* **KUTIPAN DOKUMEN**

Oleh : Zahra Hanifah )*
Rangkaian sidang PUIC OKI resmi dimulai, menandai langkah penting dalam upaya memperkuat solidaritas antarnegara anggota Organisasi Kerja Sama Islam (OKI). Forum ini mempertemukan parlemen dari negara-negara Muslim untuk membahas tantangan bersama dan menyusun langkah strategis yang mampu memperkuat posisi dunia Islam dalam tatanan global. Di tengah beragam isu kemanusiaan, geopolitik, dan pembangunan berkelanjutan, pertemuan PUIC menjadi momen yang tepat untuk membangun konsensus, memperluas kerja sama, dan meneguhkan nilai-nilai universal Islam yang damai dan solutif. Dalam forum tersebut, Indonesia kembali tampil menonjol sebagai pemrakarsa dialog dan penggerak sinergi yang konstruktif.

* **BARIS DATA**
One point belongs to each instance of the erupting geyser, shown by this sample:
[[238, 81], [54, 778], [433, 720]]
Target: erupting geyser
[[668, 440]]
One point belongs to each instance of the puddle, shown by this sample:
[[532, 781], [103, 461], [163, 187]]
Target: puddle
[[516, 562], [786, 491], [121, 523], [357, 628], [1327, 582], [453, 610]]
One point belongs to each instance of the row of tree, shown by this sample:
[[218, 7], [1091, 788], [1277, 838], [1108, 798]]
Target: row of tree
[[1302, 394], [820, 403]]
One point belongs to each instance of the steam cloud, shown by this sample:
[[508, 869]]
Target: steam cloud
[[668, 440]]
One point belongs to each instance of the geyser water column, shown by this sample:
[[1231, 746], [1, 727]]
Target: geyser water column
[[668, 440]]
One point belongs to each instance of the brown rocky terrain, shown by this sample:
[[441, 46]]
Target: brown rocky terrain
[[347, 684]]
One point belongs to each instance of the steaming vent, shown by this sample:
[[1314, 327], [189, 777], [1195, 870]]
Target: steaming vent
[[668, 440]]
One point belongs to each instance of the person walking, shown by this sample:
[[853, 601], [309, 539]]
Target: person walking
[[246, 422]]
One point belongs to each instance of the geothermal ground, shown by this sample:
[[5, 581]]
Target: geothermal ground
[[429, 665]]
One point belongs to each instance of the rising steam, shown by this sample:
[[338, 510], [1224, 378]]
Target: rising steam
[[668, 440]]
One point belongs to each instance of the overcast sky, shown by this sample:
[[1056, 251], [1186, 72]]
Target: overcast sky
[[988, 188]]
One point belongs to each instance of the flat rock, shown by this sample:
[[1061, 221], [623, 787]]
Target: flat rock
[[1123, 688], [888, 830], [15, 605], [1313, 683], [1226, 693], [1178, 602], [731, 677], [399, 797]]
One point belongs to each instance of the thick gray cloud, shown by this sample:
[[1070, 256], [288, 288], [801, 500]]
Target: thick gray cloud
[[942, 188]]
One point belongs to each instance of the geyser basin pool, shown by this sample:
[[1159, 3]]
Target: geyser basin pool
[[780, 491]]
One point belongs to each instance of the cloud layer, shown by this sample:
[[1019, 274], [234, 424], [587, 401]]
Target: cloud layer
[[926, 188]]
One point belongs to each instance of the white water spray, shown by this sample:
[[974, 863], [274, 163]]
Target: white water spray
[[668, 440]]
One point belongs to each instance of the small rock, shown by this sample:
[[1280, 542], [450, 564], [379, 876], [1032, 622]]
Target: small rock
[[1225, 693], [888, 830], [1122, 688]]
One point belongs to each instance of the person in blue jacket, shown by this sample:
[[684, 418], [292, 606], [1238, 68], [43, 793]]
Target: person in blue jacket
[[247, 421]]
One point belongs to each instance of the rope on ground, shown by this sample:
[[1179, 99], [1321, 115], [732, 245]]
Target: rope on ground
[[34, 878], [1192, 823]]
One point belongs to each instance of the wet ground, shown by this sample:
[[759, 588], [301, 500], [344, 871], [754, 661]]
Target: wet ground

* **SOAL DAN TUGAS**
a) Tuliskan kembali tanpa perubahan bagian kutipan tentang sidang PUIC OKI, mulai dari "Oleh : Zahra" sampai dengan "sinergi yang konstruktif.".
b) Menurut kutipan tentang sidang PUIC OKI, sebagai apa Indonesia tampil menonjol dalam forum tersebut?
Kerjakan semuanya hanya dengan berpedoman pada kutipan dokumen.

* **PEMBAHASAN LATIHAN**
a)
Oleh : Zahra Hanifah )*
Rangkaian sidang PUIC OKI resmi dimulai, menandai langkah penting dalam upaya memperkuat solidaritas antarnegara anggota Organisasi Kerja Sama Islam (OKI). Forum ini mempertemukan parlemen dari negara-negara Muslim untuk membahas tantangan bersama dan menyusun langkah strategis yang mampu memperkuat posisi dunia Islam dalam tatanan global. Di tengah beragam isu kemanusiaan, geopolitik, dan pembangunan berkelanjutan, pertemuan PUIC menjadi momen yang tepat untuk membangun konsensus, memperluas kerja sama, dan meneguhkan nilai-nilai universal Islam yang damai dan solutif. Dalam forum tersebut, Indonesia kembali tampil menonjol sebagai pemrakarsa dialog dan penggerak sinergi yang konstruktif.

b) Sebagai pemrakarsa dialog dan penggerak sinergi yang konstruktif.